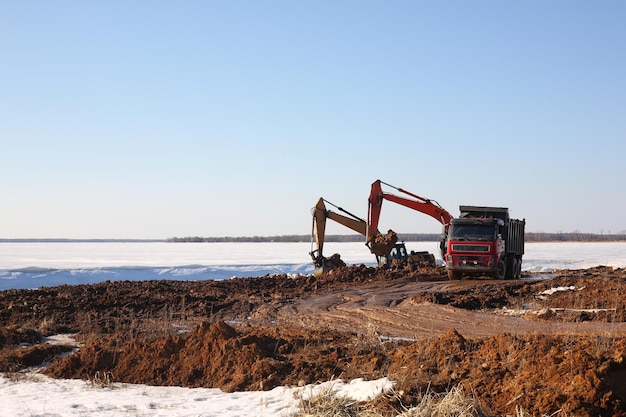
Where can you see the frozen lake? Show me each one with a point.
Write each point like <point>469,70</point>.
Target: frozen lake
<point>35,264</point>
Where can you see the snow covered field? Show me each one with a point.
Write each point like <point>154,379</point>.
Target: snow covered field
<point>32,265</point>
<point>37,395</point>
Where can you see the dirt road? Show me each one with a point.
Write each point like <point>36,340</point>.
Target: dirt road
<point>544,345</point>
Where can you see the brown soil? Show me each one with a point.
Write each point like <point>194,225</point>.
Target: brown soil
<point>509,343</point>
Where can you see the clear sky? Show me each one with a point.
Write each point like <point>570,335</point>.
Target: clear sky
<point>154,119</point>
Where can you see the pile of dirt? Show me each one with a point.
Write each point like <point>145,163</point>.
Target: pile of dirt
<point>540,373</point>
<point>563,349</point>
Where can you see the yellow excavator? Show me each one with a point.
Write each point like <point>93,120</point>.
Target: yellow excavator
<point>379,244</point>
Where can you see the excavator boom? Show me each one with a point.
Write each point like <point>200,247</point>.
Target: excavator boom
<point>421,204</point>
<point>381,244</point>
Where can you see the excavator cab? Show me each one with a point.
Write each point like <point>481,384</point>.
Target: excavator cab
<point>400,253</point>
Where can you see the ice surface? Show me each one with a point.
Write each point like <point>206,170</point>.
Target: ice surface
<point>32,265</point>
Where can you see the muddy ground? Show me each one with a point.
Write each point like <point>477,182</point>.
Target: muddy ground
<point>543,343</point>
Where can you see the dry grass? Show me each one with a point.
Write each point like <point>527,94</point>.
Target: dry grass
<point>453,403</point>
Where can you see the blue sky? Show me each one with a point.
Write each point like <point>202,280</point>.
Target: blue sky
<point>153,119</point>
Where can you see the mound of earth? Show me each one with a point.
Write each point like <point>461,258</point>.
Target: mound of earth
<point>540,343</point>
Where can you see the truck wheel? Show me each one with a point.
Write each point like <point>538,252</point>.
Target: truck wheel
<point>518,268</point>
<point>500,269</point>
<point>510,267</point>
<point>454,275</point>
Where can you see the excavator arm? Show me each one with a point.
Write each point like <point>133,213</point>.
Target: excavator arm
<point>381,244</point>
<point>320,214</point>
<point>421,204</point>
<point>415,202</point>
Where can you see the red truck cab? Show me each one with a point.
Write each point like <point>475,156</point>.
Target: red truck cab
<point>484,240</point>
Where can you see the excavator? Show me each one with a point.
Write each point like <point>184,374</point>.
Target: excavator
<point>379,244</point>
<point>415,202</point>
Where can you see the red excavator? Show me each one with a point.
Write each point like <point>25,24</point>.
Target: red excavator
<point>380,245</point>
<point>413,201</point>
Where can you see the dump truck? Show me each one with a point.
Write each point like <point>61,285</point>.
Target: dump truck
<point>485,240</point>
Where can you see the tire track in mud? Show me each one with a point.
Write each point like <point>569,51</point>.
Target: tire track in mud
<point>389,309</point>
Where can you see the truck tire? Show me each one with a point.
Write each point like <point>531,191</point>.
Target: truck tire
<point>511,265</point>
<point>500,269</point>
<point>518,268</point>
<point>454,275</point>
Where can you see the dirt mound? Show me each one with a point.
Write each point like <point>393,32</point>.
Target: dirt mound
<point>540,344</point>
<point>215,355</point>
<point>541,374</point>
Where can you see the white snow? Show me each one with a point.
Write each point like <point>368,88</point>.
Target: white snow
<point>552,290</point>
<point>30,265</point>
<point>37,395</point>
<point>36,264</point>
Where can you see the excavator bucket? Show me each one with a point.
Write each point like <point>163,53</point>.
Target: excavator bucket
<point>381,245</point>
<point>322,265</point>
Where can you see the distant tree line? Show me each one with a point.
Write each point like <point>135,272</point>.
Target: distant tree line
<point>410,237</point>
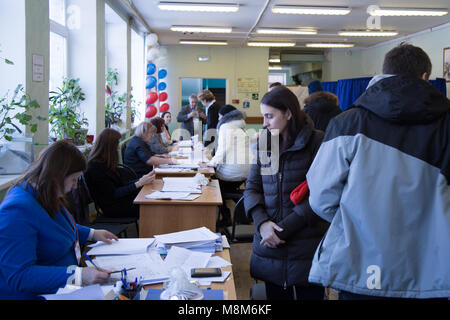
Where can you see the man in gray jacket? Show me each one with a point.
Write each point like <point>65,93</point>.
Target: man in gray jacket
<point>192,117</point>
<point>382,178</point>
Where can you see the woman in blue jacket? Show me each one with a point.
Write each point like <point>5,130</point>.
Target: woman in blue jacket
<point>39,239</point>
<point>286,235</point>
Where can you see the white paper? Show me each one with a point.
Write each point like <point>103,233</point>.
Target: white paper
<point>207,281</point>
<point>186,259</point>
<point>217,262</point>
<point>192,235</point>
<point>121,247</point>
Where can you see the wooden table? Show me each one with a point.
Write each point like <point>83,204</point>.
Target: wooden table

§ **TASK PROMPT**:
Your answer should be the lines of the listing above between the line holding "Target: red excavator" and the line holding "Where can you see the excavator bucket?", inclusive, restated word for word and alone.

§ **EXERCISE ANSWER**:
Target: red excavator
<point>380,245</point>
<point>413,201</point>
Where can you see the dump truck? Show me each one with a point.
Write each point like <point>61,285</point>.
Target: dump truck
<point>485,240</point>
Where can you see the tire track in mud? Show me each one with a point.
Write each point like <point>569,51</point>.
Target: tire track in mud
<point>389,309</point>
Where can you see the truck tire? Show me each one with a point.
Write each point like <point>531,191</point>.
Target: truck tire
<point>511,265</point>
<point>500,269</point>
<point>518,268</point>
<point>454,275</point>
Where can you see the dirt mound? Show me each one with a point.
Write each point like <point>393,32</point>.
Target: dirt mound
<point>540,344</point>
<point>215,355</point>
<point>541,374</point>
Where can you see the white snow? Show me each one with a point.
Write each point like <point>368,88</point>.
Target: white snow
<point>552,290</point>
<point>30,265</point>
<point>37,395</point>
<point>36,264</point>
Where can you see the excavator bucket? Show me each one with a point.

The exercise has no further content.